### DÉTAILS DE L'EXERCICE
Modifiez l'extrait du texte sur l'improvisation qui commence par "Comme dans le" et se poursuit jusqu'à "scène au public.", en y remplaçant "organe sensoriel" par "outil de perception".

### TEXTE SOURCE
● ● ● ●
Dans ce cas il est littéralement vrai que la musique “existe déjà”, puisque c’est un enregistrement. L’exercice vous permet de travailler la sensation et cela plutôt que de faire des choix pendant la scène, vous vous ouvrez afin d’expérimenter une scène qui existe déjà dans sa forme parfaite.

Une variation de cet exercice peut être réalisé avec un groupe :

Une personne se tient au centre et fait une improvisation de mouvements. (Elle peut effectuer n’importe quel genre de mouvement qu’elle veut dans son impro, le but de cet exercice est l’entraînement des autres personnes, pas celle au centre.) Toutes les autres personnes se tiennent en cercle autour de la personne au centre et font une improvisation vocale, en utilisant les mouvements de la personne du centre comme source. Ils peuvent tous travailler en même temps, mais ce n’est pas une improvisation de groupe; chaque personne fait sa propre impro. Pareillement au premier exercice, le but est de ressentir les mouvements de la personne du centre a l’aide de votre propre voix (ou silence). Vous utilisez votre voix comme organe sensoriel, pour ressentir avec celle-ci le rythme total et le ton émotionnel du mouvement comme une expérience physique. Vous pouvez continuez de vous ouvrir de plus en plus, pour ressentir le mouvement de plus en plus pleinement. Une fois de plus, il est littéralement vrai que cette scène “existe déjà” , puisque tout vient des mouvements que quelqu’un d’autre effectue. Cela vous aide à assimiler l’idée que cette scène est quelque chose que vous découvrez au lieu de quelque chose que vous créez.

La prochaine étape serait de faire une improvisation, soit vocale ou de mouvements, dans laquelle vous utiliserez l’image comme outil de votre préparation que ce que vous allez jouer existe déjà sous sa forme parfaite. Dans le cas d’une improvisation vocale, vous pouvez utilisez cette préparation:

“Ce que je suis sur le point de jouer existe déjà dans sa forme parfaite. Mon travail est de ressentir et expérimenter chaque moment de cette création en utilisant ma ligne vocale : ma voix et le silence. Au travers de ce passage, je m’ouvrirai de plus en plus, pour ressentir le flux de la scène de plus en plus pleinement.”

Voici une explication de certains concepts utilisés dans cette préparation :

Quand je dis “la scène existe déjà”, il est entendu que “la scène” représente l’expérience interne de la scène, le flux de sentiments et de musicalité que le public et moi-même ressentons durant celle-ci, et pas le son particulier qui se trouve sortir de ma bouche quand je joue. Je peux voir les sons que je fais comme une sorte de sous-produit ou résidu du processus de performance, plutôt que d’être le passage lui-même.

Comme dans le premier exercice, mes sons vocaux n’ont pas à “jouer” la scène, “montrer” la scène, illustrer la scène, ou faire comprendre quoi que ce soit au public à propos de cette scène. J’utilise simplement ma voix comme un organe sensoriel, comme moyen de ressentir personnellement le flux du passage comme une expérience physique et émotionnelle. Je pars du principe que plus pleinement je ressentirais physiquement la scène avec ma respiration et ma voix, plus pleinement ma voix reflétera l’essence de cette scène au public.
● ● ● ●
Données d'annotation de localisation des objets

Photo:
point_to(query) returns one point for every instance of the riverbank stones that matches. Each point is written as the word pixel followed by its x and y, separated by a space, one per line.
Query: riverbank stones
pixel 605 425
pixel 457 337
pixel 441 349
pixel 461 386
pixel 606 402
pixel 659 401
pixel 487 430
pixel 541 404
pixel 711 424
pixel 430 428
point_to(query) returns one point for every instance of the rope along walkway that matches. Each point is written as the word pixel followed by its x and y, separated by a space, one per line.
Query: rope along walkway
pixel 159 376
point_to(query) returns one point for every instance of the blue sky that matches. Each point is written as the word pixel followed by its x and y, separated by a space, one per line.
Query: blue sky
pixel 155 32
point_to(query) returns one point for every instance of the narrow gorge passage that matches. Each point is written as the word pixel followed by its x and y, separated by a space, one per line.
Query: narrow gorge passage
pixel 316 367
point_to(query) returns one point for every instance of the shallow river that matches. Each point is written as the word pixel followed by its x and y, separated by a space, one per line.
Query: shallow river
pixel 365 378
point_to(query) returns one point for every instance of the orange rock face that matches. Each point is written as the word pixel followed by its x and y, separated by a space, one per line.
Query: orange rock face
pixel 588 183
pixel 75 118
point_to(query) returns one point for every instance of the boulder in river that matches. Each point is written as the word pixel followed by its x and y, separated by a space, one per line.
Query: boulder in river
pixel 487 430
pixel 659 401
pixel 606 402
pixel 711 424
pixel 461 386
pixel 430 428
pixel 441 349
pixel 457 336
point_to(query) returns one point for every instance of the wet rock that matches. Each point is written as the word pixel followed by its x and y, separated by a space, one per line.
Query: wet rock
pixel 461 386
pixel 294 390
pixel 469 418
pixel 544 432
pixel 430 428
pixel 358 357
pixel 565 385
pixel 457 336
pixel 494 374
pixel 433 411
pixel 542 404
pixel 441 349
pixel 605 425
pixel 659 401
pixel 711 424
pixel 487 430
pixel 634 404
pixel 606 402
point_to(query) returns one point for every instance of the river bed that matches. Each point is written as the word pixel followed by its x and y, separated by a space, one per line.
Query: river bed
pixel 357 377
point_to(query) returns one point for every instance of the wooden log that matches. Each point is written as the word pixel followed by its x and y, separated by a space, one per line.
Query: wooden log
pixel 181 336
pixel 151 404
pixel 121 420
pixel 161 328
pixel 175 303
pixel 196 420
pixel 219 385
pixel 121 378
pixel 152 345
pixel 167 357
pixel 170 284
● ● ● ●
### RÉPONSE ATTENDUE
Comme dans le premier exercice, mes sons vocaux n’ont pas à “jouer” la scène, “montrer” la scène, illustrer la scène, ou faire comprendre quoi que ce soit au public à propos de cette scène. J’utilise simplement ma voix comme un outil de perception, comme moyen de ressentir personnellement le flux du passage comme une expérience physique et émotionnelle. Je pars du principe que plus pleinement je ressentirais physiquement la scène avec ma respiration et ma voix, plus pleinement ma voix reflétera l’essence de cette scène au public.